Stored items:
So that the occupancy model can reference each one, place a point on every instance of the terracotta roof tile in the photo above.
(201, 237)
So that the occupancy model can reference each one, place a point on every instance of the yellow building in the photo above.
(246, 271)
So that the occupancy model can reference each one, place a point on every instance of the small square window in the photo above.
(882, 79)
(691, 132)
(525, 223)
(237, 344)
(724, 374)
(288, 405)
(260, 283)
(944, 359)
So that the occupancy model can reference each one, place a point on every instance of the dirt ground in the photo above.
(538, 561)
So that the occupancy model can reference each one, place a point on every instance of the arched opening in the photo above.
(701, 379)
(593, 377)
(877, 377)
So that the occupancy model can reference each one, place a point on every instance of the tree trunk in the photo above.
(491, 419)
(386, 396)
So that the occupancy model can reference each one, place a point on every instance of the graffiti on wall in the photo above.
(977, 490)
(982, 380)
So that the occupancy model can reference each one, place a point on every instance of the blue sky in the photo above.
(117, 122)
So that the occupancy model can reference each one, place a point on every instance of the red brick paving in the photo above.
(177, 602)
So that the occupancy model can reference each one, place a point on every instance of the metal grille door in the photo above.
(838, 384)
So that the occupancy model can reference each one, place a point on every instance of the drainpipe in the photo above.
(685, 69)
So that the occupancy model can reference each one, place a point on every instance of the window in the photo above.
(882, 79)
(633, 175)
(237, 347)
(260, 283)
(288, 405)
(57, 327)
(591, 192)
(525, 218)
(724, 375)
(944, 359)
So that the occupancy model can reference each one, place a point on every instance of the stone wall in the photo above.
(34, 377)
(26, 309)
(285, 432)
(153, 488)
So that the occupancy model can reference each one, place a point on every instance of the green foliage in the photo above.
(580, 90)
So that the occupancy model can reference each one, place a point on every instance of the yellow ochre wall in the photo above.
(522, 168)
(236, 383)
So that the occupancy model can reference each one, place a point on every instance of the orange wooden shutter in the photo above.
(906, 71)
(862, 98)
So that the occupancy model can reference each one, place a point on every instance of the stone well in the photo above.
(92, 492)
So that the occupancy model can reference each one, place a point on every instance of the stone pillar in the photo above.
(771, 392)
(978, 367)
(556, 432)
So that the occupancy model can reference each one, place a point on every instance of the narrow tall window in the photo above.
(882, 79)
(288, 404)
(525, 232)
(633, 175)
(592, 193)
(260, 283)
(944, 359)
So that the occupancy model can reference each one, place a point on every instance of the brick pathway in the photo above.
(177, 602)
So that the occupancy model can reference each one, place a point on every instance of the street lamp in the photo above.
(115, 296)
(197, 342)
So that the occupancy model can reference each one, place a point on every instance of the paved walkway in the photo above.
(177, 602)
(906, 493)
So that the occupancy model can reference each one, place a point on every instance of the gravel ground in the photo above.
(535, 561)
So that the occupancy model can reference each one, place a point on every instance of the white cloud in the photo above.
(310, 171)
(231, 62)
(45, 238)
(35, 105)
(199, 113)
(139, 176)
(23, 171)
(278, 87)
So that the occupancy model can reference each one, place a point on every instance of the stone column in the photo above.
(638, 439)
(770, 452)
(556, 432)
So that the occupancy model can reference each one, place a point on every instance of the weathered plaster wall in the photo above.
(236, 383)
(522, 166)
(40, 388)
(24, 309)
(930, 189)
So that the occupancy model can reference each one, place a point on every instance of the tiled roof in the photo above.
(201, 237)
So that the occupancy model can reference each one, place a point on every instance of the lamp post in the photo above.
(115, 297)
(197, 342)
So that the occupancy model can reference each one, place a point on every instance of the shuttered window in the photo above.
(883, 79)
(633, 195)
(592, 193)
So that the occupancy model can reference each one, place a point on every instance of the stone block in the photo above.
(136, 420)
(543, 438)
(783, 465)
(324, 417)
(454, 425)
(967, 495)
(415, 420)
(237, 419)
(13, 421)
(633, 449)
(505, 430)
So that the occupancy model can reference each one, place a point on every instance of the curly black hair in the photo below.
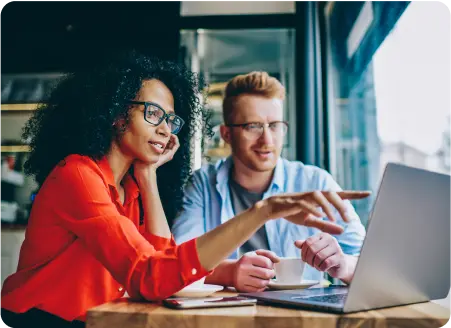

Challenge: Rescale the records starting at the line that contains "shuttered window in the photo above." and ending at the end of the records. Give every line again with each request included, multiply every point coordinate in the answers by 0.9, round to whole numbers with halves going up, and leave the pictures out.

Final answer:
So that the occupancy model can reference each one, place a point on every instance of the shuttered window in the photo above.
(795, 71)
(570, 176)
(533, 174)
So that the occupancy model can reference each one, place a point on every instance of the stone block in the photo above.
(122, 378)
(489, 394)
(705, 419)
(292, 375)
(409, 383)
(870, 446)
(374, 378)
(213, 377)
(12, 379)
(570, 404)
(455, 387)
So that the occupancy model can reference each one, place a point on every instance of the curly black hair in the photo below.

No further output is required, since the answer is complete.